Pick out each line in the items below that contains the string "trace", with case counting, and copy those lines.

■ **DATA SHOWN**
· · · ·

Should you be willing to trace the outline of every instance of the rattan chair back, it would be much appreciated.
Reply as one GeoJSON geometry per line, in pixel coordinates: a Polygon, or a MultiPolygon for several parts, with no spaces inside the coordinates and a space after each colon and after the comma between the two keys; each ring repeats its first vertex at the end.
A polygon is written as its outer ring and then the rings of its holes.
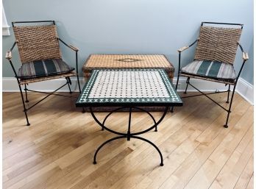
{"type": "Polygon", "coordinates": [[[55,25],[13,26],[21,63],[61,58],[55,25]]]}
{"type": "Polygon", "coordinates": [[[202,26],[194,59],[233,64],[241,32],[241,28],[202,26]]]}

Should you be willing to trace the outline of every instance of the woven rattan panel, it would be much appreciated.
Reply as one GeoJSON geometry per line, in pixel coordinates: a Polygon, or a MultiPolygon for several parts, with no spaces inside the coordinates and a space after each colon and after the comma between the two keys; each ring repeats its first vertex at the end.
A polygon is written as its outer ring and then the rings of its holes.
{"type": "Polygon", "coordinates": [[[54,25],[14,26],[21,63],[61,58],[54,25]]]}
{"type": "Polygon", "coordinates": [[[201,26],[195,60],[232,64],[242,29],[201,26]]]}
{"type": "Polygon", "coordinates": [[[82,71],[94,68],[161,68],[173,71],[174,67],[163,55],[91,54],[82,71]]]}

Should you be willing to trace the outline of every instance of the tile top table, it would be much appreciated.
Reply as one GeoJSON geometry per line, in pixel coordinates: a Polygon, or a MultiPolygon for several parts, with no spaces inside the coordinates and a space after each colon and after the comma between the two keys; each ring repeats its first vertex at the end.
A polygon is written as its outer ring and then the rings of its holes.
{"type": "Polygon", "coordinates": [[[163,69],[94,70],[77,107],[182,106],[163,69]]]}
{"type": "Polygon", "coordinates": [[[157,148],[151,141],[137,135],[154,129],[162,121],[170,107],[182,106],[182,101],[176,92],[173,84],[163,69],[97,69],[85,85],[77,107],[89,107],[94,120],[106,129],[120,136],[111,138],[102,143],[94,154],[93,163],[99,149],[106,143],[120,138],[141,139],[152,144],[159,152],[161,158],[160,165],[163,165],[163,156],[157,148]],[[159,121],[148,111],[141,108],[147,106],[165,107],[164,113],[159,121]],[[96,107],[121,107],[109,113],[103,122],[100,122],[93,113],[96,107]],[[129,108],[129,124],[127,132],[114,131],[105,126],[107,118],[113,113],[129,108]],[[143,131],[131,132],[131,115],[132,110],[140,110],[147,113],[154,121],[154,124],[143,131]]]}

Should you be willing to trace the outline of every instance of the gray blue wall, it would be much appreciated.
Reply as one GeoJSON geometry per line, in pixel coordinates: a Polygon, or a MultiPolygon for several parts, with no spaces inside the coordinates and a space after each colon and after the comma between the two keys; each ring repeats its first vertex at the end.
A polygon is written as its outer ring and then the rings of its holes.
{"type": "MultiPolygon", "coordinates": [[[[164,54],[177,66],[177,49],[198,36],[201,21],[241,23],[244,29],[241,43],[253,58],[252,0],[3,0],[8,24],[13,21],[55,20],[59,35],[80,49],[81,68],[90,54],[164,54]]],[[[14,42],[3,37],[3,55],[14,42]]],[[[63,49],[64,59],[74,54],[63,49]]],[[[183,63],[193,57],[194,49],[184,53],[183,63]]],[[[13,51],[19,66],[17,49],[13,51]]],[[[241,54],[238,54],[238,71],[241,54]]],[[[243,78],[253,83],[253,60],[243,78]]],[[[81,71],[80,71],[81,73],[81,71]]],[[[13,76],[3,58],[3,76],[13,76]]]]}

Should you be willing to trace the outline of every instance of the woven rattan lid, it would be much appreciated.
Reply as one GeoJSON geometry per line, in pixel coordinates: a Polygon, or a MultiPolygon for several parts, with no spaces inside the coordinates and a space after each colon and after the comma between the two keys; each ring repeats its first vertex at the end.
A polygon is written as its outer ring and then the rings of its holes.
{"type": "Polygon", "coordinates": [[[82,67],[83,71],[95,68],[174,68],[164,55],[161,54],[91,54],[82,67]]]}

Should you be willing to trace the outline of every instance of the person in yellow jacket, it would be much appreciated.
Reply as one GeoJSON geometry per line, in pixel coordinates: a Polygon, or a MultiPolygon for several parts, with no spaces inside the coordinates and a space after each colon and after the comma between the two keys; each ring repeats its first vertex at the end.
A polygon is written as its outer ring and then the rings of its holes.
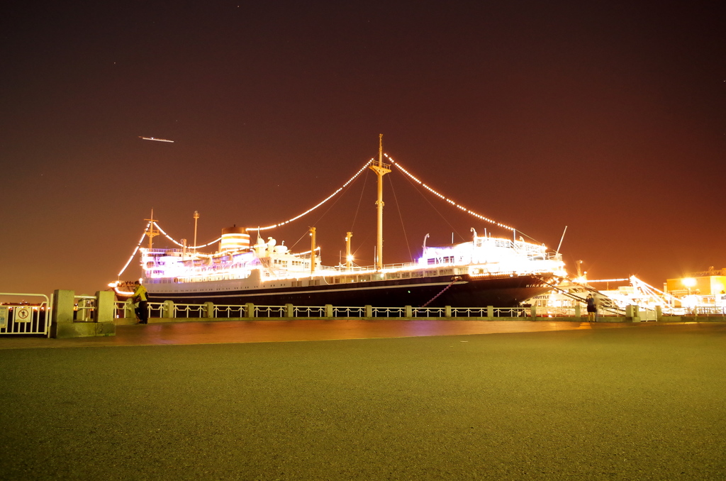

· · · ·

■ **WRITTEN SOLUTION**
Should you be willing to trace the outline of every instance of the rattan chair back, it would be much appreciated.
Should you be willing to trace the outline of every instance of the woven rattan panel, it would be much appreciated.
Should you be willing to trace the outline of every instance of the tile top table, it would be much appreciated.
Should you be willing to trace the outline of every instance of the gray blue wall, it would be much appreciated.
Should you be willing to trace the outline of every instance of the woven rattan lid, it would be much appreciated.
Should you be willing to trace the outline of every instance of the person in yellow jacket, it would be much appreciated.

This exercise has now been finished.